[EXTRAIT À LIRE]
──────────
L’impact juridique de l’IA générative dans l’industrie musicale


L’impact juridique de l’IA générative dans l’industrie musicale
En septembre dernier, un Américain a été suspecté d’avoir généré des centaines de milliers de morceaux de musique à l’aide d’une intelligence artificielle, puis d’avoir utilisé des programmes automatisés, appelés « bots », pour manipuler le nombre d’écoutes de ses morceaux sur des plateformes musicales telles qu’Apple Music, Spotify et YouTube Music. Cette opération lui aurait permis de percevoir près de 10 millions de dollars de royalties.

Bien que les accusations se concentrent sur une fraude électronique et un blanchiment d’argent, cette affaire est l’occasion de revenir sur quelques-uns des nombreux défis juridiques posé par l’IA dans l’industrie musicale, notamment en matière de propriété intellectuelle et de droits de la personnalité.

Entrainement et autorisation

Pour générer de la musique, une IA générative doit s’entraîner sur une vaste base de données comprenant des milliers voire des millions de morceaux, parfois protégés par des droits de propriété intellectuelle. La collecte et l’utilisation d’œuvres musicales à des fins d’entrainement peuvent faire craindre une violation de droits de propriété intellectuelle si elles sont réalisées sans l’autorisation des auteurs, des artistes-interprètes et des producteurs de phonogrammes concernés.

Cependant, une exception au droit d’auteur, également applicable aux droits des artistes-interprètes et aux droits des producteurs de phonogrammes, issue de la directive européenne 2019/790 (dite « DAMUN »), autorise la fouille de texte et de données (« text and data mining »). Sous certaines conditions, celle-ci permet aux fournisseurs d’IA de puiser des données tierces en ligne pour entrainer leurs modèles, sous réserve qu’il y ait été accédé légalement. Cette exception peut donc fonder l’entraînement d’IA sur des morceaux de musique. Mais cette exception n’est pas absolue puisque le Code de la propriété intellectuelle permet aux titulaires de droits de s’y opposer.

La SACEM a ainsi exercé cette faculté d’opposition le 12 octobre 2023[1]. Depuis lors, toute activité de fouille de données sur les œuvres de son répertoire (environ 96 millions d’œuvres) par les développeurs d’outils d’intelligence artificielle nécessite son autorisation préalable.

Dès lors, en dehors des cas vraisemblablement peu fréquents où l’exception de fouille de texte est applicable, l’autorisation de la SACEM, ou des producteurs voire des auteurs et artistes-interprète est gage de sécurité juridique pour entrainer une IA sur la base de musiques préexistantes.

La négociation d’un accord reste donc la règle.

Entrainement et transparence

La phase apprentissage d’une IA musicale implique une autre problématique : celle de la transparence des données d’entraînement. En effet, en l’absence de transparence sur les œuvres utilisées pour l’entrainement, les auteurs, producteurs et artistes-interprètes sont dans l’incapacité de démontrer la titularité de leurs droits.

À partir du 2 août 2025, l’AI Act imposera aux fournisseurs d’IA à usage général de mettre à la disposition du public un « résumé suffisamment détaillé du contenu utilisé pour entrainer le modèle d’IA à usage général ».
──────────
[DONNÉES]
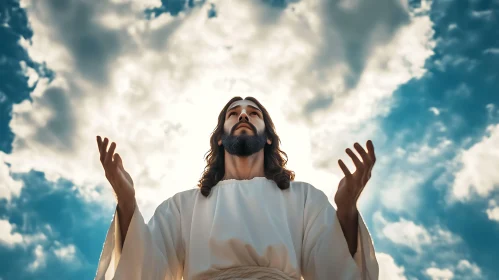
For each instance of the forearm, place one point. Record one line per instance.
(125, 213)
(349, 221)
──────────
[ÉNONCÉ A] Reproduisez le passage de l'article sur l'IA générative dans l'industrie musicale, en commençant à « Entrainement et transparence » et en terminant à « de leurs droits. ».
[ÉNONCÉ B] D'après l'article sur l'IA générative dans l'industrie musicale, à quelle date la SACEM a-t-elle exercé sa faculté d'opposition ?
[ÉNONCÉ C] Traduisez en anglais cette phrase de l'article sur l'IA générative dans l'industrie musicale : « Depuis lors, toute activité de fouille de données sur les œuvres de son répertoire (environ 96 millions d’œuvres) par les développeurs d’outils d’intelligence artificielle nécessite son autorisation préalable. »

[RÉSULTAT A]
Entrainement et transparence

La phase apprentissage d’une IA musicale implique une autre problématique : celle de la transparence des données d’entraînement. En effet, en l’absence de transparence sur les œuvres utilisées pour l’entrainement, les auteurs, producteurs et artistes-interprètes sont dans l’incapacité de démontrer la titularité de leurs droits.

[RÉSULTAT B] Le 12 octobre 2023.

[RÉSULTAT C] Since then, any data mining activity on the works in its repertoire (about 96 million works) by developers of artificial intelligence tools requires its prior authorization.